Entries from a dataset:
━━━━━━━━━━━━━━━━━━━━━━━━━━━━━━
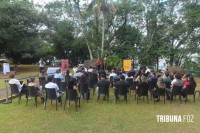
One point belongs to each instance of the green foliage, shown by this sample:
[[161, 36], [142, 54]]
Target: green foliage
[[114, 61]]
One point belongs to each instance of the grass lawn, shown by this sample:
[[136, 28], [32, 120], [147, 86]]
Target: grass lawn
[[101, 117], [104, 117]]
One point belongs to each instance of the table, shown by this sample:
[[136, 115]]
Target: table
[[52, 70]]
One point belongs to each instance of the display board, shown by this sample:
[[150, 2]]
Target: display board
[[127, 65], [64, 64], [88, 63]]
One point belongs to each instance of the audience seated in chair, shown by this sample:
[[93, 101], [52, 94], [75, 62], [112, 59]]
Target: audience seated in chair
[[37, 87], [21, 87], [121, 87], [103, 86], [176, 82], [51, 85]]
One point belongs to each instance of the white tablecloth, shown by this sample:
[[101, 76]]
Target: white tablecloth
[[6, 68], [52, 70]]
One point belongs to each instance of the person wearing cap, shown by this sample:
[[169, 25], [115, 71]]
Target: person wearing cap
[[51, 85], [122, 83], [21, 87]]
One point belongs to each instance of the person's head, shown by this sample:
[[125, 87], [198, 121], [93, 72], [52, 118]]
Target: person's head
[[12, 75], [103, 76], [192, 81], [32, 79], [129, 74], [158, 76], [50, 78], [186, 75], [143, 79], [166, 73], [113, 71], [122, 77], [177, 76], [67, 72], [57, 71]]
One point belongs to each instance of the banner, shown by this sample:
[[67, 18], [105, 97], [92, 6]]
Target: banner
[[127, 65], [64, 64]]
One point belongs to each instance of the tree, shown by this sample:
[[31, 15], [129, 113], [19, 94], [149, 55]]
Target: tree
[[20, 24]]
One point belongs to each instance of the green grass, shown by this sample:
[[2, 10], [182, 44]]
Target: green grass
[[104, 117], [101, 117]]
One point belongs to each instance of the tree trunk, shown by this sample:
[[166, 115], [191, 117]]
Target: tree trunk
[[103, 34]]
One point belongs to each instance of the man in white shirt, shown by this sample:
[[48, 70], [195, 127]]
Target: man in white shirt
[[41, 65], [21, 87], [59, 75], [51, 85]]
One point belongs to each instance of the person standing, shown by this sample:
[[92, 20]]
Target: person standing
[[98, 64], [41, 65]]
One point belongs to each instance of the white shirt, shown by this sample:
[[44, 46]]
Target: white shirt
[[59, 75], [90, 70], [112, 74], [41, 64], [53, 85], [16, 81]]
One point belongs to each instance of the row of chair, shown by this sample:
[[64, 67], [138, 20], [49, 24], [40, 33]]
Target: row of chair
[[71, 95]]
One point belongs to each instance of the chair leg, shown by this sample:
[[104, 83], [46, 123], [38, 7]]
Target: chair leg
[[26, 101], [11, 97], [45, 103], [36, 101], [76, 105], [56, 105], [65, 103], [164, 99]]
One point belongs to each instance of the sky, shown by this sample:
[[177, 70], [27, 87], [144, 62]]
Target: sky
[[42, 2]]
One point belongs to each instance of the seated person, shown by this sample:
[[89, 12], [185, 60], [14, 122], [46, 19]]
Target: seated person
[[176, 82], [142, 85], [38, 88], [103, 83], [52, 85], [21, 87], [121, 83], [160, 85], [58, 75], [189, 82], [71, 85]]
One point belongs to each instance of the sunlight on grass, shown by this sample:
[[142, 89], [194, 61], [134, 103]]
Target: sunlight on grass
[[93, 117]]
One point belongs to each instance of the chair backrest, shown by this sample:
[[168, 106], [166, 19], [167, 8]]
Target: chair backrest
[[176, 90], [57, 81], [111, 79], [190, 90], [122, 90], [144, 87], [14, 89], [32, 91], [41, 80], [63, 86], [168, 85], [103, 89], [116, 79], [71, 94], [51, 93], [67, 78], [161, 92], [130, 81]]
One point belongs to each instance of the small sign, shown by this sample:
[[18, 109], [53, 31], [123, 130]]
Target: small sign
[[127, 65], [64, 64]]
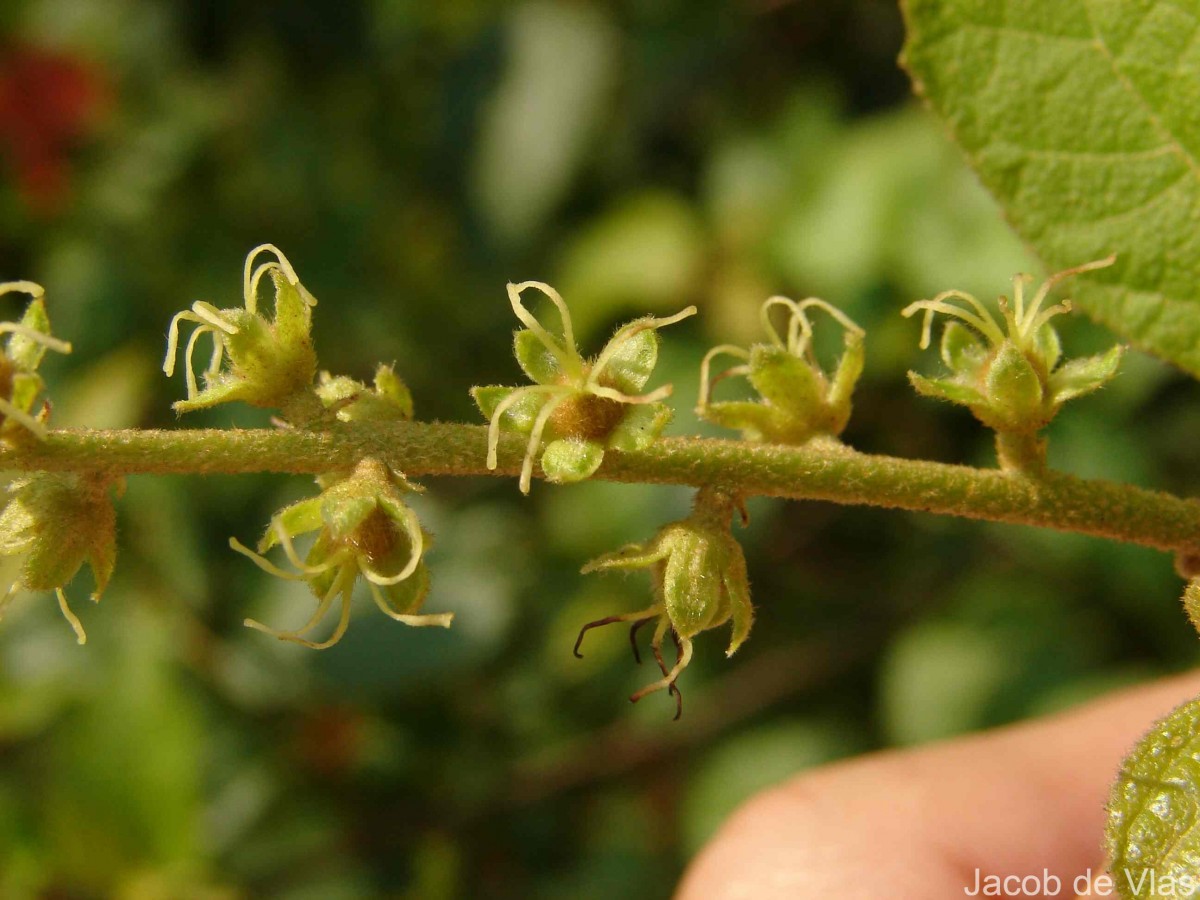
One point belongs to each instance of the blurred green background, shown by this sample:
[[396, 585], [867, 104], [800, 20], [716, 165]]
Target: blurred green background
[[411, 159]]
━━━━━━━━━━━━━━━━━━━━━━━━━━━━━━
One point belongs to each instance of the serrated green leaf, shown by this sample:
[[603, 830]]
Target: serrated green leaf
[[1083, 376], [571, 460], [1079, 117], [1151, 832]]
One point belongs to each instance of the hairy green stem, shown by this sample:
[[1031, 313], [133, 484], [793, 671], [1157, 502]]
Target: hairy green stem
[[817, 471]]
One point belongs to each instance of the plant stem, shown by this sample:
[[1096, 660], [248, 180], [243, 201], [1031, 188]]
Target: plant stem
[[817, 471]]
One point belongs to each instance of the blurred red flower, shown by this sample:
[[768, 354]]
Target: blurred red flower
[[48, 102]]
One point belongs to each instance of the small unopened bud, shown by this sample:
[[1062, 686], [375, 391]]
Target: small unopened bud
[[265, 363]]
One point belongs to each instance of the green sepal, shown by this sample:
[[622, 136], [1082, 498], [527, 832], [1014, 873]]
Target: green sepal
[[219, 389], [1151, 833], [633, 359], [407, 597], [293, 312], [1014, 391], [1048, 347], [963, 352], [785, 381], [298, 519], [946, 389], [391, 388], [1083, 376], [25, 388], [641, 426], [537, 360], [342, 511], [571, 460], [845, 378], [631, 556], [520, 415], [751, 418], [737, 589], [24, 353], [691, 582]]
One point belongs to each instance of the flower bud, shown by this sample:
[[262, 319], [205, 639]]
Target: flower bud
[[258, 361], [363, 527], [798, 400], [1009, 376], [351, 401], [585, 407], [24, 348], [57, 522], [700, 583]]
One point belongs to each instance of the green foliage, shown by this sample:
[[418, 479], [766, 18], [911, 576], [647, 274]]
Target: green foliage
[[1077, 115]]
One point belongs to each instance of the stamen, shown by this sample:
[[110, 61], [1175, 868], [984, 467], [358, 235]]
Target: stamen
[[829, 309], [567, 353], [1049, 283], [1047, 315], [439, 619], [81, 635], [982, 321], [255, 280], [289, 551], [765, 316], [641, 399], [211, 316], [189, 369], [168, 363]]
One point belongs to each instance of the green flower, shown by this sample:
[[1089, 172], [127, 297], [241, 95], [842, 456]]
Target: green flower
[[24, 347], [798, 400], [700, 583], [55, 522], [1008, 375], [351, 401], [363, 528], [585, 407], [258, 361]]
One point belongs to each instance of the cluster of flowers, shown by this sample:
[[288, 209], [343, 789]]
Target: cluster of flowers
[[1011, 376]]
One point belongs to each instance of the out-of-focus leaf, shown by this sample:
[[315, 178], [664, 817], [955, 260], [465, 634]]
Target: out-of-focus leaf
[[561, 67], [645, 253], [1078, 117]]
━━━━━━━━━━━━━━━━━━━━━━━━━━━━━━
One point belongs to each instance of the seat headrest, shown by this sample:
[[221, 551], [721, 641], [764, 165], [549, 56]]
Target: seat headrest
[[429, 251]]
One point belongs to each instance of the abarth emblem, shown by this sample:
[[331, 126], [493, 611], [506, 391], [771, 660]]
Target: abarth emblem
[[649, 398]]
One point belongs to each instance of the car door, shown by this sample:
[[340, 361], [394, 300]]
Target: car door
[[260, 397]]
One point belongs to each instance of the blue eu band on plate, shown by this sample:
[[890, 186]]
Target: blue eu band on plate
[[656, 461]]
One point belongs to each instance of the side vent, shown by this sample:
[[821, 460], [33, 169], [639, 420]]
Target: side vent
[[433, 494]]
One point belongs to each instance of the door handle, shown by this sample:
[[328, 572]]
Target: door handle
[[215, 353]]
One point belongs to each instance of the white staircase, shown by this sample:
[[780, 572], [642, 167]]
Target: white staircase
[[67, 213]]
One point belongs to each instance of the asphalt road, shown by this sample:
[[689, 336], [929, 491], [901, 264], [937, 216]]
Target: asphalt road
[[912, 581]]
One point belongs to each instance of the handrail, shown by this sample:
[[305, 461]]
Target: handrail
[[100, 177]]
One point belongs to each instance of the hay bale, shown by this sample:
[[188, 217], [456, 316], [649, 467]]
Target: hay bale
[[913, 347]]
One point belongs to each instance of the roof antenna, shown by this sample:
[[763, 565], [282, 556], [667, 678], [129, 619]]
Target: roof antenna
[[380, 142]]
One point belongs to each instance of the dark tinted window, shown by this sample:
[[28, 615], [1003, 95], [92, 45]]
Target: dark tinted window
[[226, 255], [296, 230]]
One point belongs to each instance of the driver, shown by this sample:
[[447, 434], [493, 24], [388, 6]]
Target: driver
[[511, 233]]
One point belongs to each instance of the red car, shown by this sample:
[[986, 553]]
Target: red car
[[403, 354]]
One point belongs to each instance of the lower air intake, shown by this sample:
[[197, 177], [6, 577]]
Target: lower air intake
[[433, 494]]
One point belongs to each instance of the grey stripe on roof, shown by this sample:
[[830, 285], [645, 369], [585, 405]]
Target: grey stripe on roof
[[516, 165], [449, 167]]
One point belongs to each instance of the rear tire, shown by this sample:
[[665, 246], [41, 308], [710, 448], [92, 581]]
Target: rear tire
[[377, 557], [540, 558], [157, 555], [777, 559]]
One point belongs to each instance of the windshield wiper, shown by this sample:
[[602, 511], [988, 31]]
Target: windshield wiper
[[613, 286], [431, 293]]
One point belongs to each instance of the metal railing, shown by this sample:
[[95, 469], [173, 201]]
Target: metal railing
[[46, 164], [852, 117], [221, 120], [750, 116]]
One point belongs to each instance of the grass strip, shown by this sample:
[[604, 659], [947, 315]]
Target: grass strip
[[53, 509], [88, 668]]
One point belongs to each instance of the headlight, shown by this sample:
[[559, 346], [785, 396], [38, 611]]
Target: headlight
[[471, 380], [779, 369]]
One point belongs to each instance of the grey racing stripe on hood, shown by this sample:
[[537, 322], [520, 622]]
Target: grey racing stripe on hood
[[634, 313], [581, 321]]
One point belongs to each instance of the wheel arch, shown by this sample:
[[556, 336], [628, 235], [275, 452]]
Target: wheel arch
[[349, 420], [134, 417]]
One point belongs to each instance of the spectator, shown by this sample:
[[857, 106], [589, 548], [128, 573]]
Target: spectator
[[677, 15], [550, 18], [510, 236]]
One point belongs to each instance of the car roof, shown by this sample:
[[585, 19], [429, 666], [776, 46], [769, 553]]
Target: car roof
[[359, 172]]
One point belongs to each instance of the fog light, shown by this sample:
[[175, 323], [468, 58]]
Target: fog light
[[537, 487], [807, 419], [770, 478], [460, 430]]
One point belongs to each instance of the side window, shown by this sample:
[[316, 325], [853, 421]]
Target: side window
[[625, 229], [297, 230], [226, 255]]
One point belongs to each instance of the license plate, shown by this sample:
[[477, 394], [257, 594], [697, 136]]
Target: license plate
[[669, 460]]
━━━━━━━━━━━━━━━━━━━━━━━━━━━━━━
__Instruction__
Copy the lines above, starting with the line containing "One point belongs to each instance of the serrated" and ending with the line containing "369], [168, 363]]", including both of those lines.

__Response to the task__
One point belongs to each instance of the serrated green leaf, shown by this sample:
[[603, 830]]
Target: serrated green leaf
[[1083, 376], [571, 460], [1079, 117], [1151, 832]]
One point belongs to each instance of the hairy green stem, shown by this sample:
[[1031, 313], [133, 484], [793, 671], [1157, 502]]
Target: hairy green stem
[[817, 471]]
One point belongs to each instance of the plant stem, shown by this sample:
[[1096, 660], [248, 180], [243, 201], [1031, 188]]
Target: plant stem
[[817, 471]]
One point belongs to each instance of the blurred red flower, shown by this sample:
[[768, 354]]
Target: blurred red flower
[[48, 102]]
One point belongs to each instance of the small unopened bud, shown by this sample:
[[1062, 686], [375, 391]]
Target: small unopened bud
[[265, 363]]
One point belongs to each instance of the green sepal, shown by this sample:
[[622, 136], [1082, 498], [527, 832], [1014, 873]]
Target: green sepal
[[219, 389], [1151, 833], [633, 359], [407, 597], [293, 312], [1014, 391], [1048, 347], [963, 352], [785, 381], [298, 519], [946, 389], [391, 388], [1083, 376], [25, 388], [641, 426], [537, 360], [342, 511], [571, 460], [845, 378], [631, 556], [520, 415], [751, 418], [737, 589], [24, 353], [691, 582]]
One point belongs to each instance of the flower bud, shown by this sample:
[[262, 319], [205, 639]]
Target: flower bud
[[258, 361], [363, 527], [798, 400], [1009, 376], [351, 401], [585, 407], [24, 348], [57, 522], [700, 583]]
One point belongs to each instance of the green foliage, shown by this sample:
[[418, 479], [766, 18], [911, 576], [647, 274]]
Target: green foliage
[[1077, 115]]
One point belongs to each instance of the stamen, shown by this sample:
[[110, 61], [1175, 868], [984, 467], [358, 235]]
Target: stamen
[[829, 309], [567, 353], [1049, 283], [1047, 315], [439, 619], [81, 635], [982, 321], [255, 280], [289, 551], [765, 316], [641, 399], [211, 316], [189, 369], [168, 363]]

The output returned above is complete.